Data entries:

[Start of Attachment]

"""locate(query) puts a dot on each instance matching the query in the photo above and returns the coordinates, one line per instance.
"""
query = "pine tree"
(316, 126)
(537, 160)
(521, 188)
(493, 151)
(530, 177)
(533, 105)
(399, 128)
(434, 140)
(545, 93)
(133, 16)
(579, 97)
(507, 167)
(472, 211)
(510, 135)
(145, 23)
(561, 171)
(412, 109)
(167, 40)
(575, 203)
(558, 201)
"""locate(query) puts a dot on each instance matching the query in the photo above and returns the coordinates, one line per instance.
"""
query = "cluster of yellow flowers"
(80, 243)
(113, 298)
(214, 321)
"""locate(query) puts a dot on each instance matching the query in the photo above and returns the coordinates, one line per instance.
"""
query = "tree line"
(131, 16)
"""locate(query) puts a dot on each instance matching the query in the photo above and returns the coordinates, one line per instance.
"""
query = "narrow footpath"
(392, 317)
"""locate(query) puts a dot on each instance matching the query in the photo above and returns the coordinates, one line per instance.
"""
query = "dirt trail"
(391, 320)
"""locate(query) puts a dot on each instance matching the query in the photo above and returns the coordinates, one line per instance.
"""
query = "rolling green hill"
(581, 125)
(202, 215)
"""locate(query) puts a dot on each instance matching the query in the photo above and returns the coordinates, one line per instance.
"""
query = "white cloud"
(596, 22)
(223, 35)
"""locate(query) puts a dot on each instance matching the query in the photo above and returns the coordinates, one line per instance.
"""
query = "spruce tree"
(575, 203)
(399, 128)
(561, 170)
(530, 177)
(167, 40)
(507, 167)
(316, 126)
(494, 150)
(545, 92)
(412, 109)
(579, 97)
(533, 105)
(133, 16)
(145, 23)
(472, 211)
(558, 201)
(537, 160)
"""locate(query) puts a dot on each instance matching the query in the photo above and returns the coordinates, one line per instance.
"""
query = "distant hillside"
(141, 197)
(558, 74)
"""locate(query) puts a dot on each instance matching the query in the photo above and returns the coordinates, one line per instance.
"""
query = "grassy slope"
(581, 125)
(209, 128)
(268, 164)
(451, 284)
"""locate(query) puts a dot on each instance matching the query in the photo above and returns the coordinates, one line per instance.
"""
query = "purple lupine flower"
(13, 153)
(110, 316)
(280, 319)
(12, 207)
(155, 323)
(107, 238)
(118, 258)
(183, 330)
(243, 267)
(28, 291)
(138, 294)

[End of Attachment]

Exercise prompt |
This exercise requires the entries above to be restated exactly.

Output of the exercise |
"""locate(query) puts a dot on each instance matching the query in the photo above and returns the coordinates, one line per instance.
"""
query = "pine tree"
(316, 126)
(537, 160)
(521, 188)
(493, 151)
(530, 177)
(533, 105)
(399, 128)
(434, 140)
(545, 93)
(133, 16)
(579, 97)
(507, 167)
(472, 211)
(510, 135)
(145, 23)
(561, 171)
(412, 109)
(167, 40)
(575, 203)
(558, 201)
"""locate(query) puts a dot on each instance matching the query in the photo above and returns the coordinates, one line per instance.
"""
query = "cluster of yellow flowers"
(80, 243)
(113, 298)
(214, 321)
"""locate(query) puts a dot on each instance matching the query in the photo above and returns the coordinates, one line per instance.
"""
query = "tree line"
(131, 16)
"""locate(query) puts a dot on each instance matching the query in the photo above and returns the coordinates, one line per instance.
"""
query = "narrow footpath"
(392, 317)
"""locate(query) puts a dot on each instance matching the query in the photo above and returns the coordinates, one line per instance.
"""
query = "dirt trail"
(391, 320)
"""locate(query) puts a dot on each instance matching the query in the photo above and returns the coordinates, one line per instance.
"""
query = "rolling green hill"
(581, 125)
(202, 215)
"""locate(query) puts a dot on each instance matching the query in the photo above and returns the coordinates, one line per instance.
"""
query = "white cloud"
(596, 22)
(223, 35)
"""locate(query) puts a dot on each instance matching the query in the photo above and returns the coordinates, one line per instance.
"""
query = "spruce tree"
(575, 203)
(399, 128)
(561, 170)
(530, 177)
(167, 40)
(507, 167)
(316, 126)
(494, 150)
(545, 92)
(412, 109)
(579, 97)
(533, 105)
(133, 16)
(145, 23)
(472, 211)
(558, 201)
(537, 160)
"""locate(query) puts a dot on each instance matching the query in the photo above and returns the coordinates, one line per instance.
"""
query = "distant hillside"
(141, 197)
(558, 74)
"""locate(query) puts a dot on each instance matching the query in the photo above and returns the coordinates, one line per instance.
"""
query = "grassy slope"
(581, 125)
(209, 128)
(268, 164)
(451, 284)
"""locate(query) puts a dot on each instance matching the query in the photo above and returns the coordinates, one line per instance.
"""
query = "purple lupine flower"
(13, 153)
(110, 316)
(280, 319)
(12, 207)
(155, 323)
(107, 238)
(118, 258)
(183, 330)
(243, 267)
(28, 291)
(138, 294)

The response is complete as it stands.